— Begin —

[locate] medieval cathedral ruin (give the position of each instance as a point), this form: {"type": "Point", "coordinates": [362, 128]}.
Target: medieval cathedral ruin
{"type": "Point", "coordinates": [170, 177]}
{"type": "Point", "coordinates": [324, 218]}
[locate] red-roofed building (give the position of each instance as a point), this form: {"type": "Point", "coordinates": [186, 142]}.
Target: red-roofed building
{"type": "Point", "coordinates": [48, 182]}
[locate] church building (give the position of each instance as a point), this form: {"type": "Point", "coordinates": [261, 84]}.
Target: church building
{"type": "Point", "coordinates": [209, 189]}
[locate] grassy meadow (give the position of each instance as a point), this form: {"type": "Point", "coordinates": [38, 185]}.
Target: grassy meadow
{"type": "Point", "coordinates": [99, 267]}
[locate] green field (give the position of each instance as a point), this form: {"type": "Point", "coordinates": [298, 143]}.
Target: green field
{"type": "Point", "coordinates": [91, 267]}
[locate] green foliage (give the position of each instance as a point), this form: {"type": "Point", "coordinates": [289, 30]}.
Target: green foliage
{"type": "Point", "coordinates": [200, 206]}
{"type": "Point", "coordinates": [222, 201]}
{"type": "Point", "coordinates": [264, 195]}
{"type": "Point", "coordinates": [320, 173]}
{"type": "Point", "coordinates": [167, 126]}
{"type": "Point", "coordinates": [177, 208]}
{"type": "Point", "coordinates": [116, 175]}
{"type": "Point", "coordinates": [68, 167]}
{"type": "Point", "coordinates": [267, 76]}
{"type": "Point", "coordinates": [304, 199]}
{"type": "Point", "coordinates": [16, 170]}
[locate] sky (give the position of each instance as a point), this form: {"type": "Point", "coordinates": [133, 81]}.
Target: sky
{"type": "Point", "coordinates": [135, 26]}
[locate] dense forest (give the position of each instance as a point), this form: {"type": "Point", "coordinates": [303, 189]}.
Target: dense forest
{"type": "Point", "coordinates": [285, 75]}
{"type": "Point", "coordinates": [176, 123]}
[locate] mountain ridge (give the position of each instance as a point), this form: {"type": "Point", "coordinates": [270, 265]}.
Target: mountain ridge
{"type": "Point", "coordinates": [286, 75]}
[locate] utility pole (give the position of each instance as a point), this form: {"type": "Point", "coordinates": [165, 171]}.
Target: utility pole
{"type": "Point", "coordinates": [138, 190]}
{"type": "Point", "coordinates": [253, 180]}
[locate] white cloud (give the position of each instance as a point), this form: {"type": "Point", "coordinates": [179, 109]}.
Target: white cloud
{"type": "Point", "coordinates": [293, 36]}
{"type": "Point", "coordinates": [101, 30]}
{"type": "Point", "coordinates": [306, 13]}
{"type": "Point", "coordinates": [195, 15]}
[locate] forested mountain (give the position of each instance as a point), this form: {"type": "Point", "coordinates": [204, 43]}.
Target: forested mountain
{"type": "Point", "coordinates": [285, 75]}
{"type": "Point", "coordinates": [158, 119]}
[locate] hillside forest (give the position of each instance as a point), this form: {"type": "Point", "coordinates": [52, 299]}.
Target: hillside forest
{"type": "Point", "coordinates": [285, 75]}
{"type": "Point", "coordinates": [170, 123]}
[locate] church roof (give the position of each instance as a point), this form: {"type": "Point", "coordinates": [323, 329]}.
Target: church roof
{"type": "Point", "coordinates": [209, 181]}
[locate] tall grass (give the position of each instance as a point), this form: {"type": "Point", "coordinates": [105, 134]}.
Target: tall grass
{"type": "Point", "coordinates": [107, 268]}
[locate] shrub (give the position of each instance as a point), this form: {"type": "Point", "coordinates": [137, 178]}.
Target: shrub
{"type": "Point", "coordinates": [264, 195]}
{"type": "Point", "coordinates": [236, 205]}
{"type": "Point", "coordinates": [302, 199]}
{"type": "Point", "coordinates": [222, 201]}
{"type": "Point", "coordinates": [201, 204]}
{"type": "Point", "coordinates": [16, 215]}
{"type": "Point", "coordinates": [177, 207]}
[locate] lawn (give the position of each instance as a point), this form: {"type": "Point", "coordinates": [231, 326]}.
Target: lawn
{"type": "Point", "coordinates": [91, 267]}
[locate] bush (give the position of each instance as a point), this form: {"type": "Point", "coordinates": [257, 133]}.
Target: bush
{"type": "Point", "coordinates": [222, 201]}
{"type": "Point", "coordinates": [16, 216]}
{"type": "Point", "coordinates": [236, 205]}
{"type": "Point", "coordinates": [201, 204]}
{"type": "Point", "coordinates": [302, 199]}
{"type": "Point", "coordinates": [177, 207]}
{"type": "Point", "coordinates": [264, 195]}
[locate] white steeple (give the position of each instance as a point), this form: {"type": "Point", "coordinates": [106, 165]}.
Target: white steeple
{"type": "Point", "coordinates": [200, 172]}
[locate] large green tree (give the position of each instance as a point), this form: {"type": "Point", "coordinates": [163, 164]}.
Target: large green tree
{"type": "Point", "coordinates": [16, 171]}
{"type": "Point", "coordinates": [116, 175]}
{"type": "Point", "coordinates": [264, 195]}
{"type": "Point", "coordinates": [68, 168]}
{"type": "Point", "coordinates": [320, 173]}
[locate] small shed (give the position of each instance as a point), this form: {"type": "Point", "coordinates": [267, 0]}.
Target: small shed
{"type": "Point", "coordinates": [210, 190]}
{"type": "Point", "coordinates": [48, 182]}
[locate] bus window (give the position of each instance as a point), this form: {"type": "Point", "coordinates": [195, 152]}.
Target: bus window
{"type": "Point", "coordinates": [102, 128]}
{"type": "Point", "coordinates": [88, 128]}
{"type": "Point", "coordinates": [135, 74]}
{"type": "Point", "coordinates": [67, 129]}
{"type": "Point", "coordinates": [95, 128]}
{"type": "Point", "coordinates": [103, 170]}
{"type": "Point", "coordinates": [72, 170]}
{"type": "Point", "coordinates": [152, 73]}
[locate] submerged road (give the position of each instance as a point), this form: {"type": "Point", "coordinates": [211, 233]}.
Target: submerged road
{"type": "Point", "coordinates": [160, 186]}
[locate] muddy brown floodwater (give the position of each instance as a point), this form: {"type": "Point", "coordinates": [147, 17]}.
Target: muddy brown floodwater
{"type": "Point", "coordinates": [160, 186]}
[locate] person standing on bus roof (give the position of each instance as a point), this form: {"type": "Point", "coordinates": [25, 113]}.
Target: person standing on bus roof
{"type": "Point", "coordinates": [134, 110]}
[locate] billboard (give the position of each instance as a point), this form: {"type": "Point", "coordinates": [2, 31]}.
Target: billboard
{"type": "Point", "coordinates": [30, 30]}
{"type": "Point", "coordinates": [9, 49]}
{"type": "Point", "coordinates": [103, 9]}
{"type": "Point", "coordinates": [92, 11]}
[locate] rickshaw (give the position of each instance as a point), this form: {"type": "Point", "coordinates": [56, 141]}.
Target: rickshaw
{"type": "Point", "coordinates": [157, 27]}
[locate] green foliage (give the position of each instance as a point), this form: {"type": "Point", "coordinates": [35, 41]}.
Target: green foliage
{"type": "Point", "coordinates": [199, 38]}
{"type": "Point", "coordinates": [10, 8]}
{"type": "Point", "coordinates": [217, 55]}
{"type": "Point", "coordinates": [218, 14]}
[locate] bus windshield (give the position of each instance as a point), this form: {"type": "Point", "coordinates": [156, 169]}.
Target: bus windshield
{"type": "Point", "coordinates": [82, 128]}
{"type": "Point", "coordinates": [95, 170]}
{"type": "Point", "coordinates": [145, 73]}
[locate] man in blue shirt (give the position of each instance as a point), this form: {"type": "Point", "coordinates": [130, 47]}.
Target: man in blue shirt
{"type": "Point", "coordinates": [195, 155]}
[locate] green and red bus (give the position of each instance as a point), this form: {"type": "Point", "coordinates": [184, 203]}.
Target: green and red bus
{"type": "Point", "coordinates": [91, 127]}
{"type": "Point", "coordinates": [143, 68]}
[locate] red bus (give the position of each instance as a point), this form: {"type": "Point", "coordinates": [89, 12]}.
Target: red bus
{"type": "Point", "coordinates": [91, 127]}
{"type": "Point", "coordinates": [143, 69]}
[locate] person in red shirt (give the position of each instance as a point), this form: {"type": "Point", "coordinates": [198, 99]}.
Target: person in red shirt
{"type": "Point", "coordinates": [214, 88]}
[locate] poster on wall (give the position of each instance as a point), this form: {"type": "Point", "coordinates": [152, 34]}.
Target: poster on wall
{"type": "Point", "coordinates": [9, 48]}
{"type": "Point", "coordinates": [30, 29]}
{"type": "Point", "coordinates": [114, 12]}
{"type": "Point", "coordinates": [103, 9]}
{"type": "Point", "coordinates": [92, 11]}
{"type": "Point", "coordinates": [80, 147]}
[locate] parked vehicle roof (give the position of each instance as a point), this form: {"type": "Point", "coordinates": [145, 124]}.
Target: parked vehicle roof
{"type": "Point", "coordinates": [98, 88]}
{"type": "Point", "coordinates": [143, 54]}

— End —

Retype exactly, please, each line from the line that contains "[locate] person in" through the last line of the entries above, with nothing added.

### RESULT FOR THIS TASK
[locate] person in red shirt (give the position of each instance as a point), this form: {"type": "Point", "coordinates": [198, 99]}.
Target: person in red shirt
{"type": "Point", "coordinates": [214, 88]}
[locate] poster on wall (give the position of each instance as a point), this form: {"type": "Point", "coordinates": [152, 34]}.
Target: poster on wall
{"type": "Point", "coordinates": [9, 48]}
{"type": "Point", "coordinates": [30, 29]}
{"type": "Point", "coordinates": [114, 12]}
{"type": "Point", "coordinates": [103, 9]}
{"type": "Point", "coordinates": [92, 11]}
{"type": "Point", "coordinates": [80, 147]}
[locate] parked vehicle roof (give the position of each instance as a point), this form: {"type": "Point", "coordinates": [145, 124]}.
Target: parked vehicle roof
{"type": "Point", "coordinates": [98, 88]}
{"type": "Point", "coordinates": [143, 54]}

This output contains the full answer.